JOB 1: In the forum post about a type error when building a custom Hugging Face dataset, what error message appears the first time, when the label is a ClassLabel value?
JOB 2: Write the next part of the forum post about a type error when building a custom Hugging Face dataset, starting after its final line.

SELECTED EXTRACT:
Search code examples
pythonhuggingface-datasets

type error while creating custom dataset using huggingface dataset


To generate custom dataset

from datasets import Dataset,ClassLabel,Value

features = ({
  "sentence1": Value("string"),  # String type for sentence1
  "sentence2": Value("string"),  # String type for sentence2
  "label": ClassLabel(names=["not_equivalent", "equivalent"]),  # ClassLabel definition
  "idx": Value("int32"),
})
custom_dataset = Dataset.from_dict(train_pairs)
custom_dataset = custom_dataset.cast(features)
custom_dataset

My train_pairs looks like below train_pairs - sample

{'sentence1': "that 's far too tragic to merit such superficial treatment ", 
'sentence2': "that 's far too tragic to merit such superficial treatment ", 
**'label': <ClassLabel.not_equivalent: 0>**, 
'idx': 5}

/usr/local/lib/python3.10/dist-packages/pyarrow/lib.cpython-310-x86_64-linux-gnu.so in string.from_py.__pyx_convert_string_from_py_std__in_string()

**TypeError**: expected bytes, int found
So I changed label to integer

{'sentence1': "that 's far too tragic to merit such superficial treatment ", 
'sentence2': "that 's far too tragic to merit such superficial treatment ", 
**'label': 0**, 
'idx': 5}

/usr/local/lib/python3.10/dist-packages/pyarrow/lib.cpython-310-x86_64-linux-gnu.so in string.from_py.__pyx_convert_string_from_py_std__in_string()

INFORMATION SHOWN:
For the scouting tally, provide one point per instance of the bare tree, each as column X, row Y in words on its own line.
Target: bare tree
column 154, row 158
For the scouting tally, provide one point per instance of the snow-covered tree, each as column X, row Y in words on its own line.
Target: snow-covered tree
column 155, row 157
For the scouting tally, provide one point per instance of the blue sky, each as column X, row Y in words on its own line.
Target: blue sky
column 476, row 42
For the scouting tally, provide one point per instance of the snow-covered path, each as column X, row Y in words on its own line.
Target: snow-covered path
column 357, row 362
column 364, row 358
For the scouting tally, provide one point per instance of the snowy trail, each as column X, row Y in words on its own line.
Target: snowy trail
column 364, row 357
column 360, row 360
---
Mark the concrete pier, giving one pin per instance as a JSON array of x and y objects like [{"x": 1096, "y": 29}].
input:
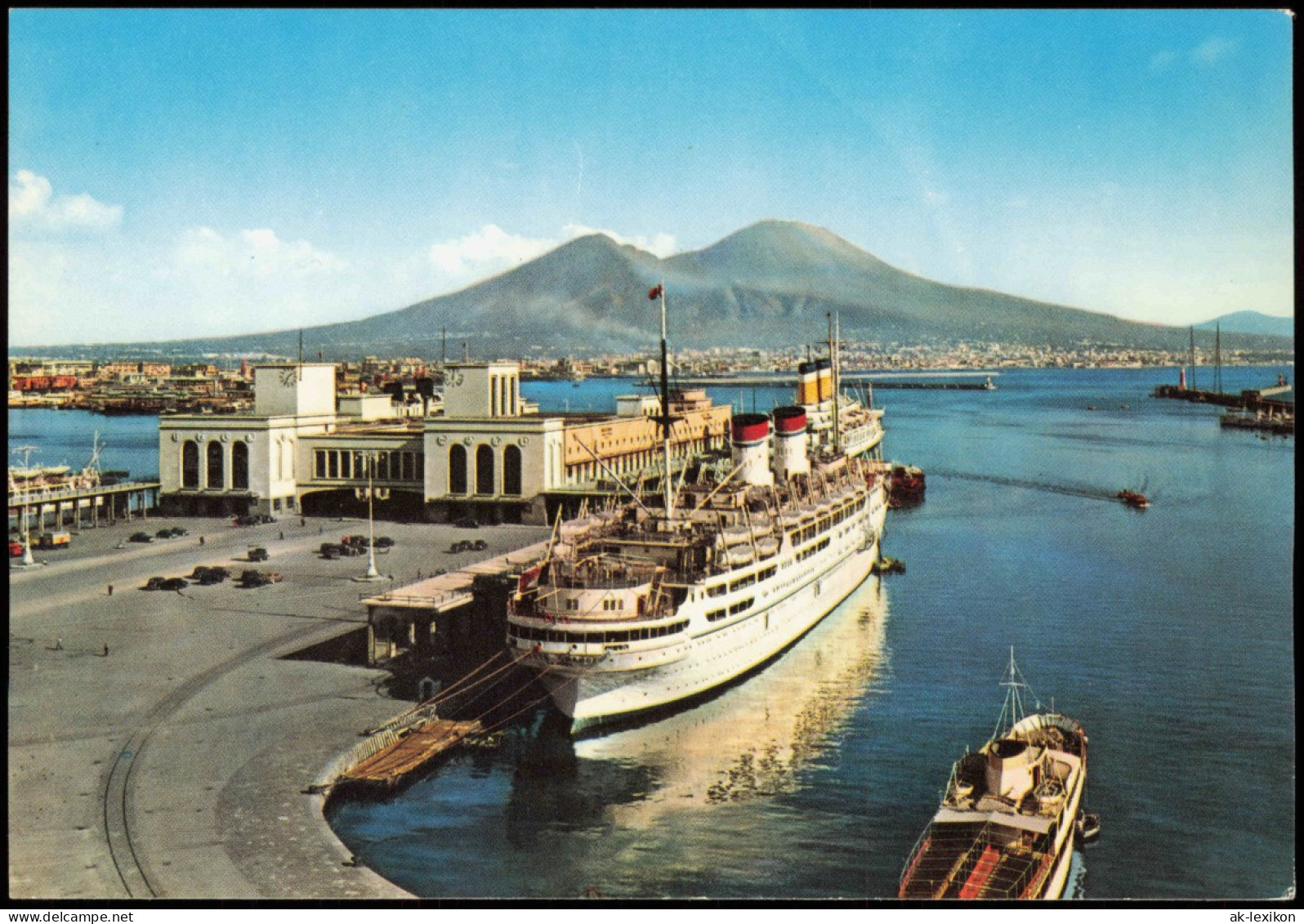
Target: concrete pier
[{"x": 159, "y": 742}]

FINAL ANSWER 1: TypeError: expected bytes, int found

FINAL ANSWER 2:
**TypeError**: expected bytes, int found

I am trying to model my dataset as below. (data sample + feature info)

enter image description here


Solution

  • ClassLabel can directly read integers, so no need to try and pre-process it into a specific format which it seems like maybe you tried? (<ClassLabel.not_equivalent: 0>)

    Your features should be defined using the Dataset.Features method

    features = Features({
        "sentence1": Value("string"),  # String type for sentence1
        "sentence2": Value("string"),  # String type for sentence2
        "label": ClassLabel(names=["not_equivalent", "equivalent"]),  # ClassLabel definition
        "idx": Value("int32"),
    })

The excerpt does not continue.